• **Problem to solve**
Render the lines below as a numbered list, skipping any blank lines, and omit the pictures from your answer.
--- start of Dataset ---
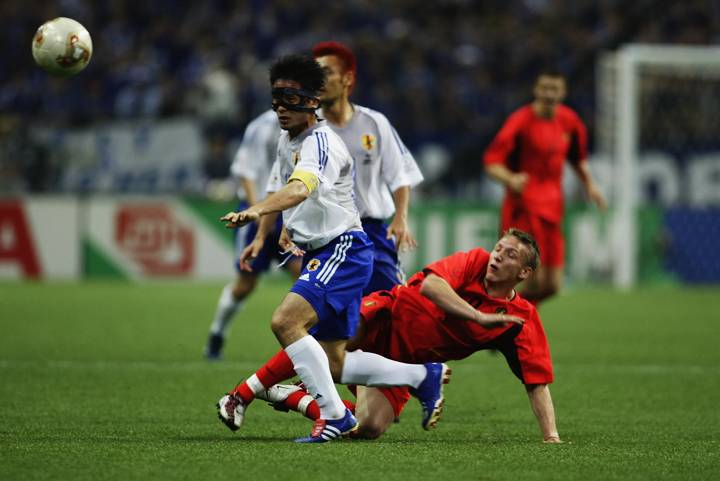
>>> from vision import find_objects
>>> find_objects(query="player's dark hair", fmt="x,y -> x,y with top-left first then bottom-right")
502,227 -> 540,270
270,55 -> 325,93
535,68 -> 567,83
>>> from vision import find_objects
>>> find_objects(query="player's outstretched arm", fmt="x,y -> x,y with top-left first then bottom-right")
525,384 -> 562,444
220,179 -> 310,229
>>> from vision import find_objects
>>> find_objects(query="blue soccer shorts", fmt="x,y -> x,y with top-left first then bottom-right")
362,219 -> 405,296
290,231 -> 373,341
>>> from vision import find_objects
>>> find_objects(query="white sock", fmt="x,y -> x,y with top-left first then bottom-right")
210,284 -> 242,337
285,335 -> 345,419
340,350 -> 427,388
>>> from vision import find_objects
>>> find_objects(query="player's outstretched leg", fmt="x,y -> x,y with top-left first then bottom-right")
410,362 -> 452,431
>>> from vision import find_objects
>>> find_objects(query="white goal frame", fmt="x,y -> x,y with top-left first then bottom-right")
596,44 -> 720,289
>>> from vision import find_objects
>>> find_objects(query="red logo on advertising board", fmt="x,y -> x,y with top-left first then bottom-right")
0,201 -> 40,278
115,204 -> 195,276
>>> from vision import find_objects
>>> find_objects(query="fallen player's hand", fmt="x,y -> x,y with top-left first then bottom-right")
475,311 -> 525,329
220,210 -> 260,229
387,216 -> 417,252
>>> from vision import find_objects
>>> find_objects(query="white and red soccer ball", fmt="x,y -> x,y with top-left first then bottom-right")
32,17 -> 92,77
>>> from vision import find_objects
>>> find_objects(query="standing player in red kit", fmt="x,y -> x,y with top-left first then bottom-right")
250,229 -> 561,443
484,72 -> 607,303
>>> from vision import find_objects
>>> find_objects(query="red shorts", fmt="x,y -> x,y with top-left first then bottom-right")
353,291 -> 410,417
347,385 -> 410,417
500,204 -> 565,267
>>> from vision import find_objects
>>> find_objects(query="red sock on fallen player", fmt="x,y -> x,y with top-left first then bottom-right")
233,349 -> 295,403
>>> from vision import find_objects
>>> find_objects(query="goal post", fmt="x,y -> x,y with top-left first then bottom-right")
596,44 -> 720,288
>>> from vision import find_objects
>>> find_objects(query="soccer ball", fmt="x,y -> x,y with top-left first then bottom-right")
32,17 -> 92,77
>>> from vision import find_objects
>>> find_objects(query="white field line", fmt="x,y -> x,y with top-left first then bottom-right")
0,359 -> 720,375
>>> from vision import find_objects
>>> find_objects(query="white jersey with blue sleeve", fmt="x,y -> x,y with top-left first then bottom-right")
230,110 -> 280,200
267,122 -> 362,249
329,105 -> 423,219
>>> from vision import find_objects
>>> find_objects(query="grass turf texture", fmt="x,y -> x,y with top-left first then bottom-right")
0,281 -> 720,481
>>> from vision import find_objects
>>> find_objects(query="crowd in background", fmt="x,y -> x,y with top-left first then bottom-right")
0,0 -> 720,194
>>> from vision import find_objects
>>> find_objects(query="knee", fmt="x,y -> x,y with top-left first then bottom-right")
232,276 -> 256,301
270,306 -> 292,337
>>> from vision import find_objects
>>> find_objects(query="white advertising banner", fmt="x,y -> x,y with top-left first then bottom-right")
85,197 -> 233,279
0,197 -> 82,279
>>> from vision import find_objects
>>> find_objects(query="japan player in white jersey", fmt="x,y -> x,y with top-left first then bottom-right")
205,110 -> 301,360
218,55 -> 449,443
312,42 -> 423,295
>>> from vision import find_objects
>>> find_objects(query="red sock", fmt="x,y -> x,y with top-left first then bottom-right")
233,349 -> 295,403
343,399 -> 355,414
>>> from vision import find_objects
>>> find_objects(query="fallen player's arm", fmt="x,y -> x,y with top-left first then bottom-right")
420,274 -> 525,327
525,384 -> 562,443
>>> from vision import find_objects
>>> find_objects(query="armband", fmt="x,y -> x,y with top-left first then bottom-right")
288,170 -> 318,193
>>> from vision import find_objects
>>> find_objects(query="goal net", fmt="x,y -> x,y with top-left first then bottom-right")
595,45 -> 720,288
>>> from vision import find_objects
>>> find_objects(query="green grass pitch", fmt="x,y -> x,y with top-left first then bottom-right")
0,280 -> 720,481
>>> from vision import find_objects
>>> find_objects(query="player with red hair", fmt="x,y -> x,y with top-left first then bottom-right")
312,42 -> 423,294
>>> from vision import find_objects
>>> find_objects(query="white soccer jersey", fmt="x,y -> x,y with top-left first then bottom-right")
230,110 -> 280,200
328,105 -> 423,219
267,122 -> 362,249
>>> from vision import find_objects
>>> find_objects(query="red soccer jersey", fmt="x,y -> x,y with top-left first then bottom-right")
484,105 -> 587,222
362,248 -> 553,384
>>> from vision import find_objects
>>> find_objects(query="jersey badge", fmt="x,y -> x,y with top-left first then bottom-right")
362,134 -> 375,150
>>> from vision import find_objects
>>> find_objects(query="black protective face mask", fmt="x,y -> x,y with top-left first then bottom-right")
272,87 -> 318,113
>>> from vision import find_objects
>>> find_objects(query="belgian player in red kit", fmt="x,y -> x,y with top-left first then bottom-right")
484,73 -> 606,303
245,229 -> 560,443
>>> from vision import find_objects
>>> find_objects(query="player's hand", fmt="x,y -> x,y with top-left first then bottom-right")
507,172 -> 530,194
588,184 -> 607,212
475,311 -> 525,329
220,210 -> 260,229
239,238 -> 265,272
387,216 -> 417,252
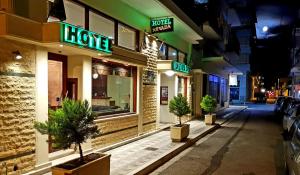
--- end of Dataset ---
• **Exercise output**
1. >>> from vision import find_objects
2. >>> find_objects(query="player's dark hair", fmt="x,y -> x,y with top-left first then bottom-right")
3. 502,227 -> 540,270
4. 270,55 -> 325,93
5. 535,68 -> 567,83
6. >>> from vision import find_objects
7. >>> find_objects(query="player's outstretched arm", fmt="x,y -> x,y with top-left first then bottom-right")
8. 525,384 -> 562,444
9. 220,179 -> 310,229
10. >>> from vision import find_objects
11. >>> find_objects(query="blue soccer shorts", fmt="x,y -> x,y with top-left first then bottom-right")
12. 362,219 -> 405,296
13. 290,231 -> 373,341
14. >>> from vision import find_objects
15. >>> find_objects(query="white sock", fmt="x,y -> x,y with top-left first then bottom-right")
16. 210,284 -> 242,337
17. 285,335 -> 345,419
18. 340,350 -> 427,388
19. >>> from vision import find_objects
20. >>> find_objects(query="player's outstretched leg", fmt="x,y -> x,y with top-left first then bottom-right")
21. 410,362 -> 452,431
22. >>> from vision import find_objects
23. >>> find_objects(query="white goal frame", fmt="x,y -> x,y with top-left first then bottom-right")
24. 596,44 -> 720,289
25. >>> from vision import find_objects
26. >>> find_objects(query="red logo on advertising board", fmt="x,y -> x,y with top-left first then bottom-right")
27. 0,201 -> 40,278
28. 115,204 -> 195,276
29. >>> from vision import find_objects
30. >>> find_objects(query="fallen player's hand", fmt="x,y -> x,y with top-left first then bottom-right")
31. 475,311 -> 525,329
32. 220,210 -> 260,229
33. 387,216 -> 417,252
34. >>> from vision import find_objects
35. >>> find_objects(query="white and red soccer ball", fmt="x,y -> x,y with top-left first then bottom-right")
36. 32,17 -> 92,77
37. >>> from vision import find_objects
38. >>> find_objects(query="standing player in red kit", fmt="x,y -> x,y with top-left first then bottom-right")
39. 250,229 -> 561,443
40. 484,72 -> 607,303
41. >>> from vision import find_objects
42. >>> find_objects(query="red shorts", fmt="x,y -> x,y with top-left first then bottom-right")
43. 353,291 -> 410,417
44. 347,385 -> 410,417
45. 500,204 -> 565,267
46. >>> from vision import find_objects
47. >>> find_objects(query="red sock on fallen player", fmt="x,y -> x,y with top-left first then bottom-right")
48. 233,349 -> 295,403
49. >>> from vision import find_objects
50. >>> find_objects(query="goal post", fmt="x,y -> x,y with top-left first then bottom-right")
51. 596,44 -> 720,288
52. >>> from vision import find_objects
53. >>> find_objects(query="soccer ball", fmt="x,y -> x,y with top-left first then bottom-right")
54. 32,17 -> 92,77
55. >>> from vision import find_objects
56. >>> find_objects(query="white field line", fmt="x,y -> x,y with top-left first then bottom-right")
57. 0,359 -> 720,375
58. >>> from vision import find_objects
59. >>> find_objects(query="white jersey with blue sleeve", fmt="x,y -> x,y with top-left first then bottom-right")
60. 230,110 -> 280,200
61. 267,122 -> 362,249
62. 329,105 -> 423,219
63. >>> from vision import find_objects
64. >>> find_objects(query="grass turf texture", fmt="x,y -> x,y with top-left first then bottom-right")
65. 0,281 -> 720,481
66. >>> from vision import find_objects
67. >>> find_objects(query="crowd in background", fmt="x,y -> x,y with top-left first then bottom-right")
68. 0,0 -> 720,194
69. >>> from vision import find_objects
70. >>> find_objects(query="knee", fmt="x,y -> x,y with top-left first then bottom-right")
71. 232,276 -> 256,301
72. 270,306 -> 292,337
73. >>> from vision import find_objects
74. >>> find_objects(query="white advertising banner", fmt="x,y -> x,y with top-left first then bottom-right")
75. 85,197 -> 233,279
76. 0,197 -> 82,279
77. >>> from vision import find_objects
78. >>> find_objects(query="japan player in white jersey", fmt="x,y -> x,y with top-left first then bottom-right")
79. 205,110 -> 301,360
80. 218,55 -> 449,443
81. 312,42 -> 423,295
82. >>> from vision import find_objects
83. >>> find_objects(query="red sock", fmt="x,y -> x,y with top-left first then bottom-right")
84. 233,349 -> 295,403
85. 343,399 -> 355,414
86. >>> from vision import find_objects
87. >>> find_objects(query="fallen player's arm", fmt="x,y -> x,y with top-left first then bottom-right")
88. 420,274 -> 525,327
89. 525,384 -> 562,443
90. >>> from vision import find_objects
91. >>> find_objects(query="armband", fmt="x,y -> x,y with top-left first then bottom-right")
92. 288,170 -> 318,193
93. >>> from vision import find_objects
94. >>> find_objects(query="goal net", fmt="x,y -> x,y with top-left first then bottom-right")
95. 595,45 -> 720,288
96. >>> from vision import find_objects
97. >>> find_objects(query="green grass pitch", fmt="x,y -> x,y with top-left first then bottom-right")
98. 0,280 -> 720,481
99. >>> from vision import find_objects
100. >>> find_objects(query="player with red hair", fmt="x,y -> x,y with top-left first then bottom-right")
101. 312,42 -> 423,294
102. >>> from vision import find_objects
103. >>> find_objects(query="white soccer jersey", fmt="x,y -> x,y with top-left first then bottom-right")
104. 230,110 -> 280,200
105. 328,105 -> 423,219
106. 267,122 -> 362,249
107. >>> from vision import find_objects
108. >>> find_objects(query="red soccer jersey", fmt="x,y -> x,y with top-left first then bottom-right")
109. 484,105 -> 587,222
110. 362,248 -> 553,384
111. >>> from vision import find_objects
112. >>> find_objects(query="jersey badge", fmt="x,y -> x,y with top-left first then bottom-right")
113. 362,134 -> 375,150
114. >>> from vision import find_objects
115. >>> find_objects(query="black protective face mask", fmt="x,y -> x,y with top-left first then bottom-right")
116. 272,87 -> 318,113
117. >>> from vision import find_objects
118. >>> find_objects(query="belgian player in red kit", fmt="x,y -> x,y with top-left first then bottom-right")
119. 484,73 -> 606,303
120. 245,229 -> 560,443
121. >>> from vision import find_objects
122. >>> find_objects(query="player's hand", fmt="x,y -> x,y with top-left first then bottom-right")
123. 507,172 -> 530,194
124. 588,184 -> 607,212
125. 475,311 -> 525,329
126. 220,210 -> 260,229
127. 239,238 -> 265,272
128. 387,216 -> 417,252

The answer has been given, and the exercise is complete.